Written instruction » Collect each line of the records below that contains the string "detect", with case counting in the match.

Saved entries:
---
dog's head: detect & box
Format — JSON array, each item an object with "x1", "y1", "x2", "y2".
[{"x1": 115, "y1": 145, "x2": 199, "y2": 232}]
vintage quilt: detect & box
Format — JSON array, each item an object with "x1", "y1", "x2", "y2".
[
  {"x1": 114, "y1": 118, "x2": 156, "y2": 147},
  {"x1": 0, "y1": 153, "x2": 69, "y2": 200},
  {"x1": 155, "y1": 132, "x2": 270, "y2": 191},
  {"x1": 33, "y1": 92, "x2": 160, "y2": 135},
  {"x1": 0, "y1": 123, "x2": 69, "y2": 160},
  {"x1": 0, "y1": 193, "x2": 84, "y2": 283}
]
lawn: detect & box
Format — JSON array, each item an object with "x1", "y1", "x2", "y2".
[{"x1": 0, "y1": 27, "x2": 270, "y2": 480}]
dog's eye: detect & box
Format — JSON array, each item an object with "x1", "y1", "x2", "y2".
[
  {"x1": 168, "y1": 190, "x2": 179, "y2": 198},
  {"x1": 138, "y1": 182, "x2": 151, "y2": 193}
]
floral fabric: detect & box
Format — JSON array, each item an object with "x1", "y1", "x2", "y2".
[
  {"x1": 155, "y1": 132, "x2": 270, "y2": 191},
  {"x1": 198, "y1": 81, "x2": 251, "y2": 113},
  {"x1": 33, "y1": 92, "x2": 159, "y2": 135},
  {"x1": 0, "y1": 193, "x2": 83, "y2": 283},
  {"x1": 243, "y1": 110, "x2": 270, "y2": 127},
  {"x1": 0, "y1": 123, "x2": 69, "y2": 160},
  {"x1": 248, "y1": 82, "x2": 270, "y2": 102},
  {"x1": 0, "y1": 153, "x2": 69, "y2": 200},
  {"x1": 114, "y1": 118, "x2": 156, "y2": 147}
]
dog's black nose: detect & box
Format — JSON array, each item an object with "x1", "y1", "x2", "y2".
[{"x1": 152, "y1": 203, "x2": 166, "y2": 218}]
---
Expected output »
dog's head: detect & box
vintage quilt: detect & box
lawn: detect & box
dog's eye: detect & box
floral fabric: detect & box
dog's black nose: detect & box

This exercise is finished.